*PROVIDED PASSAGE*:
....

How to Select a Life Vest
Last updated: 6/19/2020
West Marine carries life jackets in a variety of designs to meet the requirements of a wide variety of boating activities. In the video below, Chuck Hawley, West Marine alumnus (and recognized expert on boating safety) presents examples and discusses the features and benefits of different life jacket designs. Chuck also discusses USCG Type approvals and gives examples for each. Editor's Note: In October of 2014, the United States Coast Guard removed references to “Type codes” from regulations on the carriage and labeling of Coast Guard-approved personal flotation devices. As of June 2020, this change affects labeling for USCG Type III flotation devices only. See "Legacy Type III Personal Flotation and Equivalent Level 70 Labeling" below.
Who Needs a Life Jacket?

....

*RECORDS SHOWN*:
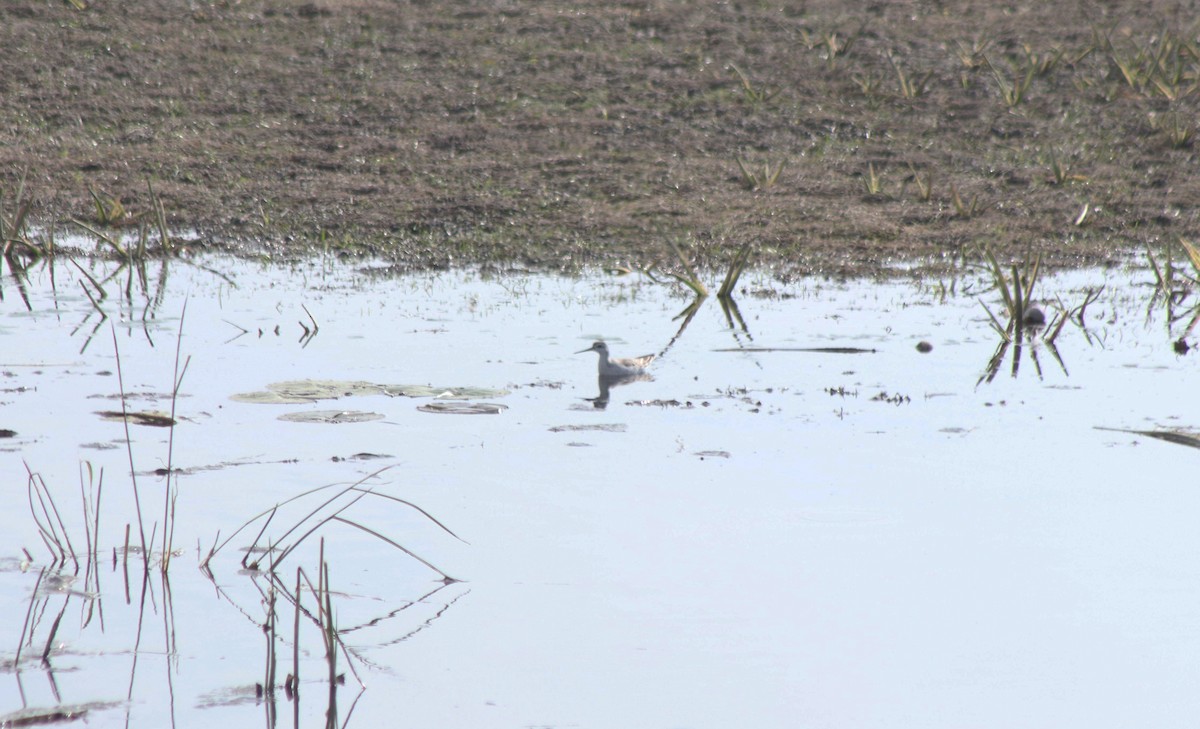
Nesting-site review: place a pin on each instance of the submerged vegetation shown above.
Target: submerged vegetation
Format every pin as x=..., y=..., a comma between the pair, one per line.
x=147, y=555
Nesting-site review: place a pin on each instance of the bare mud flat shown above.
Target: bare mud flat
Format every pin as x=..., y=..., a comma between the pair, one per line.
x=831, y=138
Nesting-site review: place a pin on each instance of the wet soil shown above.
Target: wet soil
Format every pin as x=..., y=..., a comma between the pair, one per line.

....

*EXERCISE*:
Continue the life vest selection guide from its last heading onward.

*TASK OUTPUT*:
The USCG requires all passengers on a boat or other qualifying vessel to have a USCG-approved personal flotation device whenever onboard. This means your boat must have at least as many USCG approved life jackets as there are people onboard. In most states, children under the age of 13 are required to wear a life vest at all times when on a boat.
There are some watercraft that fall in a bit of a gray area. For example, according to the USCG, a stand-up paddleboard (SUP) is legally considered a "vessel," and must abide by the laws regarding vessels "when used beyond the narrow limits of a swimming, surfing or bathing area". On the East, West and Gulf Coasts of the United States, this means that SUPs used outside of the surf zone are required to carry a personal flotation device, a whistle (or other sound-producing device) and—if out after dark—a white light to give warning to other vessels in the area. What about inland waters outside of Federal jurisdiction? State boating laws vary, so "know before you go", and check your local regulations.
Personal Flotation Devices (PFDs) are available in inherently buoyant (foam) and inflatable designs. All of them can be sorted into USCG Types which are based pricipally on performance designations.
Labeling for Type III foam life vests is switching to icons that indicate Level 70 performance. (Not to scale.)
- Type I: These are mandatory for commercial vessels. They are large, bulky and fairly uncomfortable for recreational use. They have 22 pounds of buoyancy and keep the wearer high in the water.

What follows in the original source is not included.